Exercise »
Wherever a picture appears, skip it and retype the rest of the data exactly.

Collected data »
────────────────

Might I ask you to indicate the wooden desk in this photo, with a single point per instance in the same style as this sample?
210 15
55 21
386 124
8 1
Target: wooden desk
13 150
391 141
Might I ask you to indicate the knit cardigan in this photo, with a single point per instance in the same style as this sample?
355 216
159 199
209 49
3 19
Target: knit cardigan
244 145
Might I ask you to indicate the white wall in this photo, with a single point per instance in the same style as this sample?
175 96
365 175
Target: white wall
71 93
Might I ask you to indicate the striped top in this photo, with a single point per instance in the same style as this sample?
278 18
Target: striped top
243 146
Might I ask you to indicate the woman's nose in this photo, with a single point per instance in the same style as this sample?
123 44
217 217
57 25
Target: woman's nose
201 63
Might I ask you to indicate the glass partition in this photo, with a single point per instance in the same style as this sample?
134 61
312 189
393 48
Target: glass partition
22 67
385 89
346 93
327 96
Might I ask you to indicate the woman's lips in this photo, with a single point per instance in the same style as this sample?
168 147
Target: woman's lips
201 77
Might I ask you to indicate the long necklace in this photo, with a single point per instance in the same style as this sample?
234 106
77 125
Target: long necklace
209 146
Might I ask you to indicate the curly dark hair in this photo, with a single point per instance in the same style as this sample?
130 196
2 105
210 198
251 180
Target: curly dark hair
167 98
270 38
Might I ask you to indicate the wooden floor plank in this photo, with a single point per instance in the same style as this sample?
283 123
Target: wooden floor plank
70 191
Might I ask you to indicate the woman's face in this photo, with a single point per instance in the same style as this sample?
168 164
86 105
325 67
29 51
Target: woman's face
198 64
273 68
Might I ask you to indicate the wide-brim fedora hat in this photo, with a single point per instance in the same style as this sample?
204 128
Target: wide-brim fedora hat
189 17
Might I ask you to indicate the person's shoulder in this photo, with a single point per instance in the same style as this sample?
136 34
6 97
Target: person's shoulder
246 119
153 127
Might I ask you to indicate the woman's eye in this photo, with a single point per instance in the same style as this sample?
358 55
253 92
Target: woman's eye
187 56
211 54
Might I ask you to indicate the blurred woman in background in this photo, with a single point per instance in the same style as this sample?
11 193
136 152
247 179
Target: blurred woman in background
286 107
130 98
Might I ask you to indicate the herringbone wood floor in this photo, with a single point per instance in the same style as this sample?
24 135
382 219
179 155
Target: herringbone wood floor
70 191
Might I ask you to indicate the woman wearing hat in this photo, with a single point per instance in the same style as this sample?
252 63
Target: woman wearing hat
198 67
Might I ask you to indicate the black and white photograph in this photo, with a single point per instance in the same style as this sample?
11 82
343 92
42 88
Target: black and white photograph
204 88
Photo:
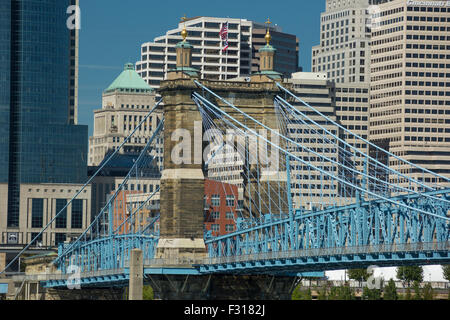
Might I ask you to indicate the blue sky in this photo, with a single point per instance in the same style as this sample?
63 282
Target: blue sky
113 30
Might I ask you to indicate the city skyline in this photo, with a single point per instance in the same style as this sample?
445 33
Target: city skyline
101 60
358 170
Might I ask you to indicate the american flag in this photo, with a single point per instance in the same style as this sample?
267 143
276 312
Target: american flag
224 35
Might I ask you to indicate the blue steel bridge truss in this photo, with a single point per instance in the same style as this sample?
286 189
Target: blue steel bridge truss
368 215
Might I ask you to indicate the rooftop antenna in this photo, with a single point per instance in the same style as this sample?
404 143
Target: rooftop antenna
268 37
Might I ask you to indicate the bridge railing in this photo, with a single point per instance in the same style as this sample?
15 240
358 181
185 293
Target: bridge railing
305 253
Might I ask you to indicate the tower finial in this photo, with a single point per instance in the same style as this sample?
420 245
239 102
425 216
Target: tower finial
268 37
184 32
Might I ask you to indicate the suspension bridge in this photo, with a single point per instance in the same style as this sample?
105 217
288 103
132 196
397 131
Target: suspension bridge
374 216
350 209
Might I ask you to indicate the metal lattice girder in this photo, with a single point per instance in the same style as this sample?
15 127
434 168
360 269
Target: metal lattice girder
367 224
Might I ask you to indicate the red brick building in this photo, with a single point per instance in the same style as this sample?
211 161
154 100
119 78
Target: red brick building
221 205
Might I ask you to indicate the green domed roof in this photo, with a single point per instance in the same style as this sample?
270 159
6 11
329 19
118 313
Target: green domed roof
129 81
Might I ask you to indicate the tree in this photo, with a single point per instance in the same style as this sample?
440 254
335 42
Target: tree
147 293
428 292
322 293
390 291
408 294
446 271
341 293
409 274
371 294
301 294
417 293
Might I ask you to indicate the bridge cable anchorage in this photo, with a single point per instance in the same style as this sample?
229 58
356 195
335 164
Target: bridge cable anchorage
142 161
360 138
105 162
367 158
211 105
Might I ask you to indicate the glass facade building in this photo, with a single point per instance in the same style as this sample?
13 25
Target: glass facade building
39 140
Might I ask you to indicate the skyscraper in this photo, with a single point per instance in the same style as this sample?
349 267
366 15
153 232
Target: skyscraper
410 86
39 141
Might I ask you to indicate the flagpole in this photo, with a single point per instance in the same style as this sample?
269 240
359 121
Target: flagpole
226 56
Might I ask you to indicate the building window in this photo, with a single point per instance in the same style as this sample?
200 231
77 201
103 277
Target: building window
215 200
230 201
216 215
59 238
229 228
77 214
37 213
61 220
38 240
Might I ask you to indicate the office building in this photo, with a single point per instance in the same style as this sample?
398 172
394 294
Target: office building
410 86
241 59
221 207
125 103
344 49
41 147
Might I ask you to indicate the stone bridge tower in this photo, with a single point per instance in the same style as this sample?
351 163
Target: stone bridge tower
182 182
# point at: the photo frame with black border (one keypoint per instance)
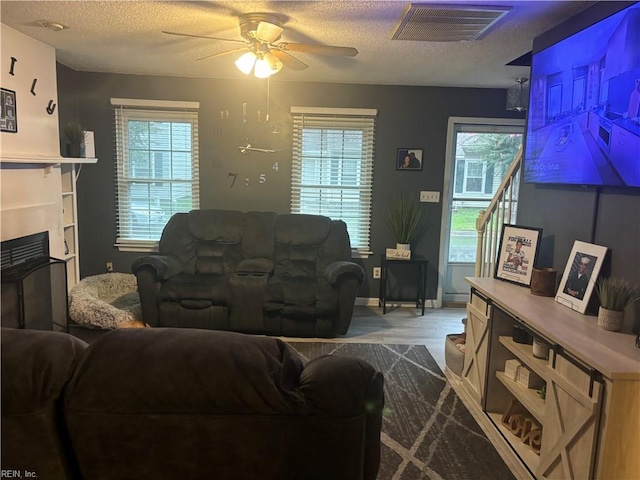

────────────────

Output below »
Might I ask you to indicate the wooden desk in this photo, with a single point per instance in the same style as this sample?
210 15
55 21
386 124
8 1
Target: wooden desk
13 150
391 141
Might I ask you to indicate the knit cardigan in this photo, with a single point per instance in the same style as this sample?
355 216
159 199
209 49
3 19
Target: knit cardigan
244 145
Might I ask you to indicate the white wall in this photo, with a single point per instance in the same style as this sample?
175 96
365 175
Target: white wall
71 93
Might I ask you to indicate the striped top in this photo, with a single point per instance in the same style as this sample?
278 18
Target: striped top
243 146
Might I ask you to indicate the woman's nose in this photo, with a single point per instance in the same style as this sample?
123 44
217 217
57 25
Target: woman's nose
201 63
Might I ask you to indicate the glass partition in this photo, with a single point per instance in the same style as this sample?
134 61
312 189
393 48
Target: glass partition
22 67
385 89
346 93
327 96
Might I ask you to indicate the woman's lips in this photo, with a single point per instance in the same style as this sample?
168 147
Target: woman's lips
201 77
Might I ask you to indicate the long necklace in this photo, with a single point per instance in the same style as this sample?
234 106
77 125
Target: long necklace
209 146
Might I ask you to indicate the curly dark hair in this photo, with a single point per instance in the same style as this sample?
130 196
2 105
210 198
251 180
Target: curly dark hair
167 98
270 38
Might I ask you to indicate the wooden floor plank in this photo, with a single point per instance in the same style as this sample?
283 123
Target: wooden floor plank
70 191
Might I ask you to indicate the woman's face in this photo, with a single point per instance in the same style as this sample?
168 164
86 105
325 67
29 51
Target: woman's face
198 64
273 68
Might I ask you to indicate the wide-brim fedora hat in this photo, with a single point per instance in the same style as this sample?
204 128
Target: wide-brim fedora hat
189 17
Might I ask you to indicate the person's shoulder in this photo, with a single point per instance in the same style as this sample?
136 34
6 97
Target: person's shoulder
246 119
153 127
Might I ask you to indicate the woman's eye in this photo, with a single point per instance in the same style as this sample?
358 55
253 92
Target: woman's eye
187 56
211 54
Might I ask you to indicate the blurred woman in background in this photo, with a single point per instance in the same style as this sample?
11 193
136 152
247 179
Target: blurred woman in background
286 107
130 98
Might I ask you to indicate the herringbone wood floor in this photo, with a single point per instance in the same style as this sample?
24 135
382 219
179 155
Target: herringbone wood floor
70 191
Might I ask you to indicate the woman wearing hat in this photo, with a single point per instance in the same style as this sample?
252 63
Target: woman wearing hat
198 67
Might I ask you to indicate the black and white photograph in this photo, with a single point per instance in the same style as this sample?
11 82
343 92
42 88
Target: black and white photograph
204 88
Photo:
Might I ask you to indicate the blue sky in this photo, with a single point per instance in the same style as this sample?
63 282
Target: blue sky
113 30
Might I ask you to indicate the city skyline in this photo, with a single point per instance in the same style as this sample?
445 33
Target: city skyline
101 60
358 170
Might I ask you to indicate the american flag in this photo, with a single point per instance in the same style as this sample?
267 143
276 312
Target: american flag
224 35
Might I ask you to indicate the blue steel bridge truss in this photo, with a single point per instance in the same style as this sample?
286 189
Target: blue steel bridge truss
368 215
Might I ask you to indicate the rooftop antenna in this photo, with a single point per instance in the same style as this sample?
404 143
Target: rooftop antenna
268 37
Might I ask you to indicate the bridge railing in this photo, with a single point per instance in the same style as this sample?
15 240
358 181
185 293
Target: bridge railing
305 253
Might I ask you to indicate the tower finial in this photo, with a single point per instance in the same style as this sample?
420 245
239 102
425 216
Target: tower finial
268 37
184 32
Might I ask you to indicate the suspension bridge in this photo, with a single point per instance in the same style as this sample?
105 217
288 103
132 196
397 131
Target: suspension bridge
374 216
350 209
Might I ask you to indicate the metal lattice girder in this photo, with a single point per instance in the same style as this sample?
15 127
434 168
360 269
Target: metal lattice girder
367 224
Might I ask you to indicate the red brick building in this photo, with a single point per instance in the same style as this sample?
211 161
154 100
119 78
Target: red brick building
221 205
Might I ask you to indicate the green domed roof in this photo, with a single point per instance in the same style as this sample?
270 159
6 11
329 19
118 313
Target: green domed roof
129 81
Might I ask you to indicate the tree in this photo, with a single point per instance in the same style as this sample?
440 254
335 42
Target: tree
147 293
428 292
322 293
390 291
408 294
446 271
341 293
409 274
371 294
301 294
417 293
Might I ask you to indicate the bridge cable anchorage in this photo, with a single point per instance in the same style as this sample?
229 58
356 195
335 164
Target: bridge cable anchorage
142 161
360 138
105 162
367 158
211 105
Might I ask you to indicate the glass facade building in this photo, with a single point per instance in the same style as this sample?
13 25
Target: glass facade building
39 140
Might I ask you to indicate the skyscraper in this photo, with a single point per instance in the same style as this sample?
349 267
366 15
153 232
Target: skyscraper
410 86
39 141
Might I ask you to indicate the flagpole in this photo, with a single point per instance in the same style as this sample?
269 240
359 121
Target: flagpole
226 56
Might I ask you to indicate the building window in this photo, with a single point per instance in the same style as this sample?
200 231
77 201
103 277
Target: building window
215 200
230 201
216 215
59 238
229 228
77 214
37 213
61 220
38 240
Might I ask you to indicate the office building in this photo, with a single point per instance in the same style as this sample?
398 172
394 294
Target: office building
410 86
241 59
221 207
125 103
344 49
41 147
Might I ask you to indicate the stone bridge tower in this photo, with a single point per instance in the same style as this sample?
351 163
Target: stone bridge tower
182 182
# point at: the photo frame with black border (one keypoint per instance)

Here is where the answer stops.